**Description of the task:** Arrange every line of the records below as a Markdown table with the columns Row and Text. Number the lines in Row, put each line in Text, and leave out blank lines.

**Records shown:**
--- Start ---

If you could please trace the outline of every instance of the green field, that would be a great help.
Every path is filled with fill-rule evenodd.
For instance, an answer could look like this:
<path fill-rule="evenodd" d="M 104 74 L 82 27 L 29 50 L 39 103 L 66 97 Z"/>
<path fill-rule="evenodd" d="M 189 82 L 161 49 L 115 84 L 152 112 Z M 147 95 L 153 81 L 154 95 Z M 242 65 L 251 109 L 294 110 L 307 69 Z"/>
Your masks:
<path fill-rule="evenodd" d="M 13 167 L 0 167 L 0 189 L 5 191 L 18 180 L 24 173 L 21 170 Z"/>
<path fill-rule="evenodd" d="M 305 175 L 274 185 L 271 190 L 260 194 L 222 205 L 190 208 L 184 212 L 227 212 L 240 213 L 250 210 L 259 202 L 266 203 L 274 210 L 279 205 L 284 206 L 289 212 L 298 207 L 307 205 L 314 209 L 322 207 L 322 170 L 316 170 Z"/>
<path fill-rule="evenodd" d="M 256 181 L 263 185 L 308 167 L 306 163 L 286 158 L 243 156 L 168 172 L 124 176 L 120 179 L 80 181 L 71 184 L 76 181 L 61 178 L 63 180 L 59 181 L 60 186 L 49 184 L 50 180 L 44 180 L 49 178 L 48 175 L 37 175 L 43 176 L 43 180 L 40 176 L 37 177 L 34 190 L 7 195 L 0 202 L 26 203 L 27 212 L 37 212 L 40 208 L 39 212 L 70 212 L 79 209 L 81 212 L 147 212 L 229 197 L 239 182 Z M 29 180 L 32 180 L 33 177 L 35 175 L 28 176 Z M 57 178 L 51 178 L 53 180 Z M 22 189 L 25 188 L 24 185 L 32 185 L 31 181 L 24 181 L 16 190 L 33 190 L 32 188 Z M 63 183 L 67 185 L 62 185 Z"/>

--- End ---

**Solution below:**
| Row | Text |
|---|---|
| 1 | If you could please trace the outline of every instance of the green field, that would be a great help. |
| 2 | Every path is filled with fill-rule evenodd. |
| 3 | For instance, an answer could look like this: |
| 4 | <path fill-rule="evenodd" d="M 104 74 L 82 27 L 29 50 L 39 103 L 66 97 Z"/> |
| 5 | <path fill-rule="evenodd" d="M 189 82 L 161 49 L 115 84 L 152 112 Z M 147 95 L 153 81 L 154 95 Z M 242 65 L 251 109 L 294 110 L 307 69 Z"/> |
| 6 | Your masks: |
| 7 | <path fill-rule="evenodd" d="M 13 167 L 0 167 L 0 189 L 5 191 L 18 180 L 24 173 L 21 170 Z"/> |
| 8 | <path fill-rule="evenodd" d="M 305 175 L 274 185 L 271 190 L 260 194 L 222 205 L 190 208 L 184 212 L 227 212 L 240 213 L 250 210 L 259 202 L 266 203 L 274 210 L 279 205 L 284 206 L 289 212 L 298 207 L 307 205 L 314 209 L 322 207 L 322 170 L 316 170 Z"/> |
| 9 | <path fill-rule="evenodd" d="M 256 181 L 263 185 L 308 167 L 306 163 L 286 158 L 243 156 L 168 172 L 124 176 L 120 179 L 80 181 L 71 184 L 76 181 L 61 178 L 63 180 L 59 181 L 60 186 L 49 184 L 50 180 L 44 180 L 49 178 L 48 175 L 37 175 L 43 176 L 43 180 L 40 176 L 37 177 L 34 190 L 7 195 L 0 202 L 26 203 L 27 212 L 37 212 L 40 208 L 39 212 L 70 212 L 79 209 L 81 212 L 147 212 L 229 197 L 239 182 Z M 29 180 L 32 180 L 33 177 L 35 175 L 28 176 Z M 57 178 L 51 178 L 53 180 Z M 22 189 L 25 188 L 24 185 L 32 185 L 31 181 L 24 181 L 16 190 L 33 190 L 32 188 Z M 63 183 L 67 185 L 62 185 Z"/> |